• Complete the following
1: In the spiritual care passage, what do spiritual care providers at HCMC bring to patients?
2: Repeat the part of the spiritual care passage starting with "At the same" and going on through "a Muslim chaplain.", word for word.

The group found that Muslim patients were ending up back in the hospital because of the stigma around taking medication often perpetuated by family and community.
“There’s a perspective of, ‘God is punishing me because I’m far from my religion,’” Sharif said. He added that spiritual care providers help patients and their family members see that medication is not against the religion of Islam and that mental illness is not spiritual illness.
At the same time, Van Keulen said, they don’t pressure patients to take medication but rather build the trust needed to accept care.
A new model of spiritual care
Van Keulen explained that the spiritual care provider program developed by OPR is different from chaplaincy. The providers focus on care for Muslims. They also follow up with patients after they’re discharged. Spiritual care providers are OPR employees, but are part of hospital care teams.
Spiritual care providers at HCMC sit and talk with patients, pray with them, and bring them Qurans, prayer rugs, and a schedule of prayer times.
Van Keulen and Sharif found that by simply having a conversation with someone who looks like them and understands their faith, patients were more likely to accept care and trust providers. Sharif himself was formerly a Muslim chaplain.

• Data records
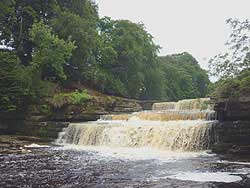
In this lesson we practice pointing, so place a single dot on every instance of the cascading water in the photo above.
(182, 126)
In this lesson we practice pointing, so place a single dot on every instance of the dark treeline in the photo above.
(65, 41)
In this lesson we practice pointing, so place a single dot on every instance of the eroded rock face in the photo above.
(235, 109)
(232, 138)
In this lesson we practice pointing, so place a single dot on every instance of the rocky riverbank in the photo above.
(233, 130)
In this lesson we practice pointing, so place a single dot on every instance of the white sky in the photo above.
(194, 26)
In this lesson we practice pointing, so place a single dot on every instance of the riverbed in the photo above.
(101, 167)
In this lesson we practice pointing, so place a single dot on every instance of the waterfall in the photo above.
(182, 126)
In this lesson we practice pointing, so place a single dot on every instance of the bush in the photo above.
(75, 98)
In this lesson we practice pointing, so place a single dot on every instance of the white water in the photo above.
(186, 128)
(174, 137)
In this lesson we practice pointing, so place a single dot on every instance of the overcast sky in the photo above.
(194, 26)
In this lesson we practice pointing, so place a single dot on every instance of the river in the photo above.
(166, 148)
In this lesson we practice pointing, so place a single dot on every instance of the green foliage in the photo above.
(57, 42)
(50, 53)
(233, 87)
(236, 59)
(183, 77)
(14, 82)
(75, 98)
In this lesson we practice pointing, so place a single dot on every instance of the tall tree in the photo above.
(236, 58)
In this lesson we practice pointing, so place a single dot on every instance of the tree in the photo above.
(132, 54)
(237, 57)
(77, 20)
(183, 77)
(50, 53)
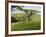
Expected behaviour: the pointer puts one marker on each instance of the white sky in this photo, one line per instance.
(37, 8)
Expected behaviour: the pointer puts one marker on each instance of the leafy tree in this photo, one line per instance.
(28, 13)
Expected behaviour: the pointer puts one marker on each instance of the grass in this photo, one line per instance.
(32, 25)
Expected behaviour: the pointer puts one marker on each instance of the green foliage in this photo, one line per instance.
(33, 25)
(13, 19)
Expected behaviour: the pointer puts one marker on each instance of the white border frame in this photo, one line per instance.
(23, 32)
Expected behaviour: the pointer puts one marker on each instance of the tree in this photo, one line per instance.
(28, 13)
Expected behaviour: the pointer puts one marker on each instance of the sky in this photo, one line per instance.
(37, 8)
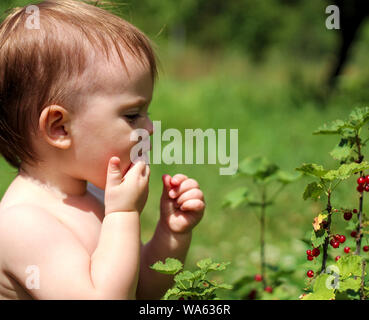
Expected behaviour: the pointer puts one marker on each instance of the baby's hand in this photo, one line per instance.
(182, 203)
(129, 193)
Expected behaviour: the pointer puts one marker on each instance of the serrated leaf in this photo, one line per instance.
(317, 221)
(351, 225)
(334, 127)
(349, 266)
(185, 276)
(224, 286)
(218, 266)
(350, 284)
(345, 171)
(320, 290)
(171, 292)
(318, 237)
(257, 167)
(204, 263)
(171, 266)
(287, 177)
(313, 191)
(235, 198)
(342, 151)
(359, 116)
(312, 169)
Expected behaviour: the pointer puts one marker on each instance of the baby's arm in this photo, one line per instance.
(181, 209)
(31, 236)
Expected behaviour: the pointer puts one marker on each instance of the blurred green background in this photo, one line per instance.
(261, 67)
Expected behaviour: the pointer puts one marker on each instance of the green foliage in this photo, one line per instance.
(340, 281)
(192, 285)
(318, 237)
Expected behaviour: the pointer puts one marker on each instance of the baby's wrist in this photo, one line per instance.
(166, 230)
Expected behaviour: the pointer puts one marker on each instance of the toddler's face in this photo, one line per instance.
(110, 113)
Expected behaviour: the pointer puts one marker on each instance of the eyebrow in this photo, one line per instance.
(139, 103)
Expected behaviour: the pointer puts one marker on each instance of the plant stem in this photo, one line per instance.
(360, 218)
(326, 242)
(262, 235)
(362, 292)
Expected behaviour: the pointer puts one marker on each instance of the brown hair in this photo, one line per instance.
(40, 67)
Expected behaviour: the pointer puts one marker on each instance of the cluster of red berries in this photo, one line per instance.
(311, 254)
(259, 278)
(337, 240)
(363, 184)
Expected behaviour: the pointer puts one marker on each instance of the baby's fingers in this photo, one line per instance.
(193, 205)
(190, 194)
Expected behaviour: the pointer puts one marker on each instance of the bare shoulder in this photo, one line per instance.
(27, 231)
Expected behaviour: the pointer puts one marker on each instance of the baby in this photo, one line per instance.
(71, 93)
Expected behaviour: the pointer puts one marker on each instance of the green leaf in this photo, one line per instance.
(350, 284)
(257, 167)
(358, 117)
(287, 177)
(185, 276)
(342, 151)
(171, 266)
(351, 225)
(349, 266)
(235, 198)
(320, 290)
(318, 237)
(312, 169)
(171, 292)
(334, 127)
(345, 171)
(224, 286)
(313, 191)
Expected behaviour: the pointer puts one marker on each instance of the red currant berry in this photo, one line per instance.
(316, 252)
(342, 238)
(268, 289)
(335, 244)
(360, 180)
(258, 277)
(347, 215)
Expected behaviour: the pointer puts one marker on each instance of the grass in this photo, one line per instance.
(275, 116)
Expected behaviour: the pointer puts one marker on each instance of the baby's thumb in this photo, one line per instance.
(114, 175)
(166, 185)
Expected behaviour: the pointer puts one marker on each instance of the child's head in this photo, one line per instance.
(72, 91)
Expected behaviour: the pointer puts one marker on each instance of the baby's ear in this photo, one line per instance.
(54, 125)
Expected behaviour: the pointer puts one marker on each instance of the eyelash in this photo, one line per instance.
(134, 117)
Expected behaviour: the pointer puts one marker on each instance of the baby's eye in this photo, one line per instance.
(133, 117)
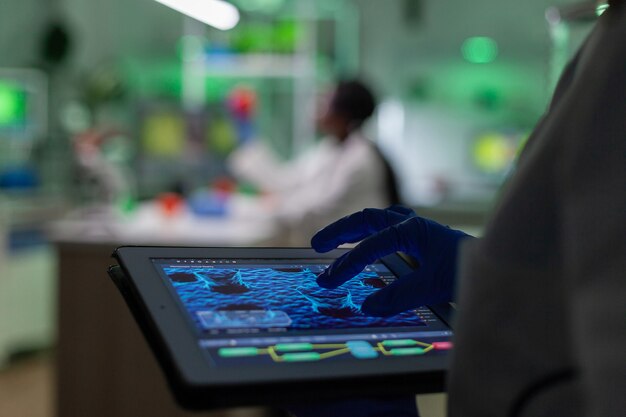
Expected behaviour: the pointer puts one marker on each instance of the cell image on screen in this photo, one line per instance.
(277, 296)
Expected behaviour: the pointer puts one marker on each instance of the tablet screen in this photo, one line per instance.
(272, 310)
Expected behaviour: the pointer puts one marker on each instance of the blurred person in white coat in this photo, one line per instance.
(342, 173)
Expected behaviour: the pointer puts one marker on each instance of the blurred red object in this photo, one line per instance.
(224, 185)
(170, 203)
(242, 102)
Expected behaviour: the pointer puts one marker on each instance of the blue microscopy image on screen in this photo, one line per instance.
(264, 297)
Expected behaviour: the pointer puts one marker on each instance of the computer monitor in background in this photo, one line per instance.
(23, 115)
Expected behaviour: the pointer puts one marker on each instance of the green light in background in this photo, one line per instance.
(479, 50)
(12, 108)
(601, 8)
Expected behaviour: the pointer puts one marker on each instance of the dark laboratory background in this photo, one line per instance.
(117, 119)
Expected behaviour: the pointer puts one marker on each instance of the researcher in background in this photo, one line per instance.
(541, 326)
(342, 173)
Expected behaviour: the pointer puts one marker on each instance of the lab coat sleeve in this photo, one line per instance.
(593, 174)
(346, 182)
(255, 163)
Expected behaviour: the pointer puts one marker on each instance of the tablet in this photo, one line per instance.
(250, 326)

• Problem solutions
1: Qurans, prayer rugs, and a schedule of prayer times.

2:
At the same time, Van Keulen said, they don’t pressure patients to take medication but rather build the trust needed to accept care.
A new model of spiritual care
Van Keulen explained that the spiritual care provider program developed by OPR is different from chaplaincy. The providers focus on care for Muslims. They also follow up with patients after they’re discharged. Spiritual care providers are OPR employees, but are part of hospital care teams.
Spiritual care providers at HCMC sit and talk with patients, pray with them, and bring them Qurans, prayer rugs, and a schedule of prayer times.
Van Keulen and Sharif found that by simply having a conversation with someone who looks like them and understands their faith, patients were more likely to accept care and trust providers. Sharif himself was formerly a Muslim chaplain.